__DESAFIOS__:
[1] Passe para o inglês a frase “E a Constituição deve ser cumprida.”, do texto sobre o impeachment.
[2] De acordo com o texto sobre o impeachment, por quantos anos a Constituição federal prevê a inabilitação para o exercício de função pública em caso de condenação do presidente?
[3] Transcreva do texto sobre o impeachment o trecho que começa em "Aliás, a Constituição" e termina em "1, Section 3).".

__TRECHO DO TEXTO__:
>>>

- O Estado de S. Paulo
• Ela implica não só a perda do cargo, mas a inabilitação temporária para função pública
A Constituição federal estabelece que, na hipótese de condenação do presidente da República no julgamento de impeachment pelo Senado Federal, a sanção deverá ser “a perda do cargo, com inabilitação, por oito anos, para o exercício de função pública” (artigo 52, parágrafo único). E a Constituição deve ser cumprida.
Aliás, a Constituição dos Estados Unidos – na qual o regime presidencialista no Brasil se inspirou desde o início da República – estabelece igualmente como consequência da condenação do presidente no julgamento do impeachment pelo Senado “removal from Office, and disqualification to hold and enjoy any Office of honor, Trust or Profit under the United States (...)” (US Constitution, Article 1, Section 3).
A sanção constitucional do impeachment é inerente à responsabilidade política do presidente pelos atos atentatórios à Constituição e às leis do País – crimes de responsabilidade –, o que implica não apenas a perda do cargo, mas também a inabilitação temporária para o exercício de função pública, pois, na verdade, foi julgado irresponsável e incapaz de exercer o cargo de presidente.
Seria absoluto contrassenso admitir seu retorno de imediato a mandato eletivo ou a função com dimensão política – como ministro de Estado, secretário de Estado, etc. – logo após a condenação.
Por outro lado, o julgamento do mérito do impeachment pelo Senado – insuscetível de judicialização, conforme jurisprudência do Supremo Tribunal Federal (STF) e da Suprema Corte dos Estados Unidos – evidentemente se refere à apuração dos fatos objeto da acusação – admitida pela Câmara dos Deputados –, à avaliação das provas e à verificação da ocorrência ou não de crimes de responsabilidade, como previstos na Constituição da República e na lei especial. A decisão definitiva de mérito do Senado pela condenação ou absolvição – esta, sim, é que é insuscetível de controle judicial – e, na hipótese de condenação, a sanção constitucional do impeachment devem ser aplicadas na sua plenitude e inteireza.
Nesse sentido, aliás, é a jurisprudência do Supremo Tribunal Federal. Nos Mandados de Segurança 23.885-DF e 20.941-DF – relatores, respectivamente, os ministros Carlos Velloso e Sepúlveda Pertence –, relativos ao impeachment do então presidente Fernando Collor de Mello, o STF decidiu que “(...) a instauração e decisão final são decisões de natureza predominantemente política – cujo mérito é insuscetível de controle judicial (...)”. E no Mandado de Segurança 34.193-DF, relativo ao processo de impeachment recentemente julgado pelo Senado, observou o relator, ministro Teori Zavascki: “(...) não há base constitucional para qualquer intervenção do Poder Judiciário que, direta ou indiretamente, importe juízo de mérito sobre a ocorrência ou não dos fatos ou sobre a procedência ou não da acusação (...)”.

<<<

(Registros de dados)
>>>

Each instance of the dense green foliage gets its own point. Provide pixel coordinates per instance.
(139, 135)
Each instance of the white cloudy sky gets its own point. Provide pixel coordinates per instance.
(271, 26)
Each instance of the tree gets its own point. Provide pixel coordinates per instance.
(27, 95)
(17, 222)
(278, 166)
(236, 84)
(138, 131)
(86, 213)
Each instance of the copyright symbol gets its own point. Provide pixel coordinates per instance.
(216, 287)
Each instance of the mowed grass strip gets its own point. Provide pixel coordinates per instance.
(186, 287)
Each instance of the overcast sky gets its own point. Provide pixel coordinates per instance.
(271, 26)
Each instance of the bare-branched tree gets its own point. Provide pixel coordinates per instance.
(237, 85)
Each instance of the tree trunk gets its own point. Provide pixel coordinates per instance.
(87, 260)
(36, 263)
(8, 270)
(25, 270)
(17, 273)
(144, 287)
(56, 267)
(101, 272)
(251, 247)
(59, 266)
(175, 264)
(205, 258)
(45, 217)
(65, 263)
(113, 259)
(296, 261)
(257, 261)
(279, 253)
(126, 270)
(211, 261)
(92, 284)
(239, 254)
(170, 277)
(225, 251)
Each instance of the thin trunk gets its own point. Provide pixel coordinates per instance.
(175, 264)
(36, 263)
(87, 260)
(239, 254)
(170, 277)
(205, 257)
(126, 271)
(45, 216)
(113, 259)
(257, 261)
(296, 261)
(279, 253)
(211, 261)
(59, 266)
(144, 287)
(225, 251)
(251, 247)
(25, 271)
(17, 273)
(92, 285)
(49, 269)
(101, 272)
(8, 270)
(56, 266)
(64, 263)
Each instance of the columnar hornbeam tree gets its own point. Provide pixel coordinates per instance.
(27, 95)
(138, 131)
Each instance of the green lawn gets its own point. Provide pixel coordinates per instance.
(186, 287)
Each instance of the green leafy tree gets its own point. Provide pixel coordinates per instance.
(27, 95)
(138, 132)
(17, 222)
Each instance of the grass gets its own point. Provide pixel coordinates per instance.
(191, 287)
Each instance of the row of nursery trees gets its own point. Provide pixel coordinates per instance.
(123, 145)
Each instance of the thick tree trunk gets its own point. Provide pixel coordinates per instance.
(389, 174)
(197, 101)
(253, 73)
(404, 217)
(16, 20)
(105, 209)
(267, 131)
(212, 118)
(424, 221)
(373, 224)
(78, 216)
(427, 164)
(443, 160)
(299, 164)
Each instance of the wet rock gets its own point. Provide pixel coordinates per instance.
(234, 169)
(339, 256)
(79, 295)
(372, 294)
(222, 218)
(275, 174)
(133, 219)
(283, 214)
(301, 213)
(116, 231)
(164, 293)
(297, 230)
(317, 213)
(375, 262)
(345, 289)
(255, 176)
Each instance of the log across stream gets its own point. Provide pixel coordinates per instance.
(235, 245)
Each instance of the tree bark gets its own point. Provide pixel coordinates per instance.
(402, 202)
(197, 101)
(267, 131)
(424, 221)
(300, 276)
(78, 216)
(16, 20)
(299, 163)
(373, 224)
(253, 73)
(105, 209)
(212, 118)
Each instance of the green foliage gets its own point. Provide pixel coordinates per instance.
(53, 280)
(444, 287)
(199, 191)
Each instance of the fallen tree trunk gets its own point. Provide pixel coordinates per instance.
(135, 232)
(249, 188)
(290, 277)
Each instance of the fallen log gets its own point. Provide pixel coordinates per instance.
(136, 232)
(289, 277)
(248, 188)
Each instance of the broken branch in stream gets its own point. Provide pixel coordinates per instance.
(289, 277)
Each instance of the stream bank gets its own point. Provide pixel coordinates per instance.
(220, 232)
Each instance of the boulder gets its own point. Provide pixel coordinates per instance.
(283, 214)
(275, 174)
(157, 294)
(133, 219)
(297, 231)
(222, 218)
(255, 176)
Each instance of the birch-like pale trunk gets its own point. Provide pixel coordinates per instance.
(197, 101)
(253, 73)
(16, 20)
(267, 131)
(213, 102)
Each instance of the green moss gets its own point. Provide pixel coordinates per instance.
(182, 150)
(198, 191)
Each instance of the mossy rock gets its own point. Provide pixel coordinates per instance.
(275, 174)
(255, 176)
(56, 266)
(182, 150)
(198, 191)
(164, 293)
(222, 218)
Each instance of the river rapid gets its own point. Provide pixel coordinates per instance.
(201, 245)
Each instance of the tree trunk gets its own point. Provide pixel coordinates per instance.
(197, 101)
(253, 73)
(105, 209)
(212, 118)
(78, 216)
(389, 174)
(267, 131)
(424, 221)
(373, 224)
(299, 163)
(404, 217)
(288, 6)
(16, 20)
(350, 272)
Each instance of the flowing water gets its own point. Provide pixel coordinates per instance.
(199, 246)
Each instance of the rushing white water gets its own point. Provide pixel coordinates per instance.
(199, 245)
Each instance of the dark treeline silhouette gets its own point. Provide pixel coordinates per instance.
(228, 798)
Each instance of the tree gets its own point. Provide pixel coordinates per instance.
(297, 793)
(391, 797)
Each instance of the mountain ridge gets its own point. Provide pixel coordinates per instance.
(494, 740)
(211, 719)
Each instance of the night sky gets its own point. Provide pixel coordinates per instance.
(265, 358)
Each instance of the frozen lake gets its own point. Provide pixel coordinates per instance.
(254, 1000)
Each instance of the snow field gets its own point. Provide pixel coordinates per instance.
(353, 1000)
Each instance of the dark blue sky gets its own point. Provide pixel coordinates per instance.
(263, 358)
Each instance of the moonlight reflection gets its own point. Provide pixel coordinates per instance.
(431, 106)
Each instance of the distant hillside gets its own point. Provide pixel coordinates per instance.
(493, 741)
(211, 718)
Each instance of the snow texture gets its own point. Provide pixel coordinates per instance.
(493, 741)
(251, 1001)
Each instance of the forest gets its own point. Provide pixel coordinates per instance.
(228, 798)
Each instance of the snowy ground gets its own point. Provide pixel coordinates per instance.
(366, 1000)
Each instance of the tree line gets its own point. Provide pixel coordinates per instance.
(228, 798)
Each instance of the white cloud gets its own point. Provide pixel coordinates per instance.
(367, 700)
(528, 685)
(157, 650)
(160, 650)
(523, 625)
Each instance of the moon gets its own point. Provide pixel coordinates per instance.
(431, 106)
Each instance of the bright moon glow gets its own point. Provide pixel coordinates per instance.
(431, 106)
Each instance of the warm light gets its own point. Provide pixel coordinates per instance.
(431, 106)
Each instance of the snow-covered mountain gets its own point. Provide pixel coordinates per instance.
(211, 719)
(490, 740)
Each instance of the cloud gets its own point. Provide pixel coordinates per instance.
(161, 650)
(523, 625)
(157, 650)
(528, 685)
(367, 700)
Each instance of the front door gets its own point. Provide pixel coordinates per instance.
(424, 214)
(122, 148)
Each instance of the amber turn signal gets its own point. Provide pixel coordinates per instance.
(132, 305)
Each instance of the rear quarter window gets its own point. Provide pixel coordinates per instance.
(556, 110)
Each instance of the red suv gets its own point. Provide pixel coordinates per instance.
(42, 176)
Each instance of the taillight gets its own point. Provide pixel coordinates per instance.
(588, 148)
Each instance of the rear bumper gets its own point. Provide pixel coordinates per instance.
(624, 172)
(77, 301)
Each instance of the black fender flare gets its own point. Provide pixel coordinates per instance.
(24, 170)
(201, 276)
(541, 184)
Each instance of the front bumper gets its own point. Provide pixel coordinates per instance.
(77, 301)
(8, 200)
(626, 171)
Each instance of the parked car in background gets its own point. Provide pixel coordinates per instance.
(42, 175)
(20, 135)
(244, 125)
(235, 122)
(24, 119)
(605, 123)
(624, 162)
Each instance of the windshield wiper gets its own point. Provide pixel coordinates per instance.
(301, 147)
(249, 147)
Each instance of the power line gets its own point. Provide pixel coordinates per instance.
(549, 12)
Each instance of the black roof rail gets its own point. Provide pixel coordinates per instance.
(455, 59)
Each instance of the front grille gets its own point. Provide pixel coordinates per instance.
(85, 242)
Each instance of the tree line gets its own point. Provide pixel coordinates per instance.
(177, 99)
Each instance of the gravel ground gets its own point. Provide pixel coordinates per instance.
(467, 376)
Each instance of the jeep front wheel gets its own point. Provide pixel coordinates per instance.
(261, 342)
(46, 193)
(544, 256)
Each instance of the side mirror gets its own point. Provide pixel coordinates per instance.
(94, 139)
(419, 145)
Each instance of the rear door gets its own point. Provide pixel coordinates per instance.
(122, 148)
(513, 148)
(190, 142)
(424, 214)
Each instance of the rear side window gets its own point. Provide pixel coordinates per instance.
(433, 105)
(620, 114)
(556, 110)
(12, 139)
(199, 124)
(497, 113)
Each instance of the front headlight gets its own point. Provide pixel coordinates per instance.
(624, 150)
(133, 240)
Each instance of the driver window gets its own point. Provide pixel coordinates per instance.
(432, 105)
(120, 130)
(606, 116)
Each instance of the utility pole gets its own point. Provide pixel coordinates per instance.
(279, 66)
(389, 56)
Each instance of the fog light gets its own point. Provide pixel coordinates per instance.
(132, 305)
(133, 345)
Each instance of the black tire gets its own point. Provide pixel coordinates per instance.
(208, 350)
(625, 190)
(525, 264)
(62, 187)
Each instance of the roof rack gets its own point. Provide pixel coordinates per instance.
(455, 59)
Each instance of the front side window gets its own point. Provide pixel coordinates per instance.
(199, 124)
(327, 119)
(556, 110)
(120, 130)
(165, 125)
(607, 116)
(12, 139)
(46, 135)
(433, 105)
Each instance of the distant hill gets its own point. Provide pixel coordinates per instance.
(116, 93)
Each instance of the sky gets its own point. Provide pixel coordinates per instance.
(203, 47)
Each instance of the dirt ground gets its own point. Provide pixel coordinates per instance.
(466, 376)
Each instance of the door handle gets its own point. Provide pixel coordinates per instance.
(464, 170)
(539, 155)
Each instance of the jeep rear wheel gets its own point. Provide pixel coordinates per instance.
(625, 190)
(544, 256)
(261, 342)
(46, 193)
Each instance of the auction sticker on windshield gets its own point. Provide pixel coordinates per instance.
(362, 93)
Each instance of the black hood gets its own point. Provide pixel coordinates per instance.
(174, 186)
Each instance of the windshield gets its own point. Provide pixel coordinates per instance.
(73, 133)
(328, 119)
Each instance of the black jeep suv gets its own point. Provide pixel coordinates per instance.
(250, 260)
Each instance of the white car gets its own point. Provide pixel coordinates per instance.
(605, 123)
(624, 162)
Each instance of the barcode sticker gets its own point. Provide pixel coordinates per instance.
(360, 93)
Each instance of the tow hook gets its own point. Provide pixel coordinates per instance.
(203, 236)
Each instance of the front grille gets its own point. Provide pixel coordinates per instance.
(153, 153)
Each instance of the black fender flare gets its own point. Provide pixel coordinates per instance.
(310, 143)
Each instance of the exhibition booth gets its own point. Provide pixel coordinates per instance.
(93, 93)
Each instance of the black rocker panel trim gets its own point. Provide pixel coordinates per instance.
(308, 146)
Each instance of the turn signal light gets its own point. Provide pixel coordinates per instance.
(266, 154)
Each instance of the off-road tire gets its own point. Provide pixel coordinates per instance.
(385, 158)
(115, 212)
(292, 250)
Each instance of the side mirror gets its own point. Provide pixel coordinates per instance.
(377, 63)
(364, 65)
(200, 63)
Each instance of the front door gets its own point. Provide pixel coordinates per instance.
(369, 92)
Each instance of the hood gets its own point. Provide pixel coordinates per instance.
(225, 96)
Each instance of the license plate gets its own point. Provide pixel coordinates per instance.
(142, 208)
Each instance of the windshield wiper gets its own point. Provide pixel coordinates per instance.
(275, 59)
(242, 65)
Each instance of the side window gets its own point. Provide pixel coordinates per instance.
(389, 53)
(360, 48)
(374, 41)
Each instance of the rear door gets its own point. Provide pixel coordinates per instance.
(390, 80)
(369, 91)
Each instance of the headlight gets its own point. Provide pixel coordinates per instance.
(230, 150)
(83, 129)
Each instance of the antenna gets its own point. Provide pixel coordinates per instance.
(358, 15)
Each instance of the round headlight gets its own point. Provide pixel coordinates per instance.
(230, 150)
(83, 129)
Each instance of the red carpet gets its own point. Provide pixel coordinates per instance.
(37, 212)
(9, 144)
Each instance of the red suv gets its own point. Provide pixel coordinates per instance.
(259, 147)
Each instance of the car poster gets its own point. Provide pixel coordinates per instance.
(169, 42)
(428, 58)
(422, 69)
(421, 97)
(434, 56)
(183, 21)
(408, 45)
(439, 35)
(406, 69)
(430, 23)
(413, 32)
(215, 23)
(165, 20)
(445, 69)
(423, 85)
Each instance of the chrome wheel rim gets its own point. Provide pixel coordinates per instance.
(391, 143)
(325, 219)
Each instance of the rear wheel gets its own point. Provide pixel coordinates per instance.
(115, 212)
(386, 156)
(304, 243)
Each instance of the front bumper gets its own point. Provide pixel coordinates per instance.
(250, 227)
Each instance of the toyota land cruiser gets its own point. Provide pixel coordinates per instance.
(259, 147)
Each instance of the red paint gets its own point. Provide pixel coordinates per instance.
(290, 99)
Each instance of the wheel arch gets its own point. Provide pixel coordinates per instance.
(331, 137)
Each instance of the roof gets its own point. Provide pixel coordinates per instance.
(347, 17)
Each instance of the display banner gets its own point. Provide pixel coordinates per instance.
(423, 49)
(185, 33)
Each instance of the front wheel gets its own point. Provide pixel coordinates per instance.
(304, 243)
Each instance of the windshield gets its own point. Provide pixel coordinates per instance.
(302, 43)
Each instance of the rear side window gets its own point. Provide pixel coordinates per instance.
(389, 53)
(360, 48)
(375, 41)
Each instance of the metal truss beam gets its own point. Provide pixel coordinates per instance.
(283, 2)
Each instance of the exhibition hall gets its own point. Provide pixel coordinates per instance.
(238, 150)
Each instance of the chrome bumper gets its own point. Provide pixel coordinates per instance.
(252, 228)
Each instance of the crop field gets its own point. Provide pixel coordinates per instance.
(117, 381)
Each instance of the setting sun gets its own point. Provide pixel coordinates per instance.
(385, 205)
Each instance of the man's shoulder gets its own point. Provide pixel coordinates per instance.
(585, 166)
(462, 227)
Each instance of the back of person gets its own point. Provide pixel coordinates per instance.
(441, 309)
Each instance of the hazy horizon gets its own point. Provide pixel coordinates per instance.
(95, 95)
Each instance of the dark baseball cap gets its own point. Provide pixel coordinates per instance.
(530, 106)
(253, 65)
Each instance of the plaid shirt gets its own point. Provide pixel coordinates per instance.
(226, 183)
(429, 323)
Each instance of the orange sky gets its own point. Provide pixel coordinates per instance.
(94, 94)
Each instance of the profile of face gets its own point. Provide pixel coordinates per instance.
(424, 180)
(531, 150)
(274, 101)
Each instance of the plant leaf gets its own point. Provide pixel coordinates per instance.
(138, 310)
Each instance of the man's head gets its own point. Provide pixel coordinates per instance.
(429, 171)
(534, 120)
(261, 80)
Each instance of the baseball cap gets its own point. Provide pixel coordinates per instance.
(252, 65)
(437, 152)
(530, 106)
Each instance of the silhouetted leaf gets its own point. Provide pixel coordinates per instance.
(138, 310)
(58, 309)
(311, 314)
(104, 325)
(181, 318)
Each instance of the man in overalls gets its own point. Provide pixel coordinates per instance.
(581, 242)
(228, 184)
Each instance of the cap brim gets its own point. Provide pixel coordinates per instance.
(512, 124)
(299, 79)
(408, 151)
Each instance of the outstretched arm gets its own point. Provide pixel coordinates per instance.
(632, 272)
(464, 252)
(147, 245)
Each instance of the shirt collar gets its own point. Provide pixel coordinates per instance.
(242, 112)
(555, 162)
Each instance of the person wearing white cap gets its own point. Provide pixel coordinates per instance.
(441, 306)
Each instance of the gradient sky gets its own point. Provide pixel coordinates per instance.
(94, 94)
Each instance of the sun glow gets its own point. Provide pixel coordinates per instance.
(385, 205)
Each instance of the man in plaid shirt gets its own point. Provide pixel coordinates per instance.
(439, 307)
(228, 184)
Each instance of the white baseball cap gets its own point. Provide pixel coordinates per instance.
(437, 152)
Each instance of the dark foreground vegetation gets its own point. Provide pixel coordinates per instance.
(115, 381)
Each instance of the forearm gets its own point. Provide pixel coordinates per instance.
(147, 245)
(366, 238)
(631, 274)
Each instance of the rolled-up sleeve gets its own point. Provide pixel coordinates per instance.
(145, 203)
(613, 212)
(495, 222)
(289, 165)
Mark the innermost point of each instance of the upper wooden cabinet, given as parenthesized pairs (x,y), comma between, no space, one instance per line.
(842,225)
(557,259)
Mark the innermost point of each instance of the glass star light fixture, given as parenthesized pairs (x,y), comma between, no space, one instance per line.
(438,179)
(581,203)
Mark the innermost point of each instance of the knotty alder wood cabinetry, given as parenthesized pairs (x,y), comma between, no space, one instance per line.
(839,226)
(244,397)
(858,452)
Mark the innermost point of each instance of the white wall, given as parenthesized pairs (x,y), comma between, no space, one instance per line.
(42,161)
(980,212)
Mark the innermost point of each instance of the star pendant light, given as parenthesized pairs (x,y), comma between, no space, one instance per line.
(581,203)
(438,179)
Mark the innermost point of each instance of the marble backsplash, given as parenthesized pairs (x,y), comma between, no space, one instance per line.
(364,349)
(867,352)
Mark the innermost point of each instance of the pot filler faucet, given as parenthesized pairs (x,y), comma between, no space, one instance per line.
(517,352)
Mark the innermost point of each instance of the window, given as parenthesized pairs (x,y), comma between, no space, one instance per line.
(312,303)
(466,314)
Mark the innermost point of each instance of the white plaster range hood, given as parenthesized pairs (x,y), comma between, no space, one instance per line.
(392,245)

<<<

__RESPOSTAS DAS TAREFAS__:
[1] And the Constitution must be upheld.

[2] Por oito anos.

[3]
Aliás, a Constituição dos Estados Unidos – na qual o regime presidencialista no Brasil se inspirou desde o início da República – estabelece igualmente como consequência da condenação do presidente no julgamento do impeachment pelo Senado “removal from Office, and disqualification to hold and enjoy any Office of honor, Trust or Profit under the United States (...)” (US Constitution, Article 1, Section 3).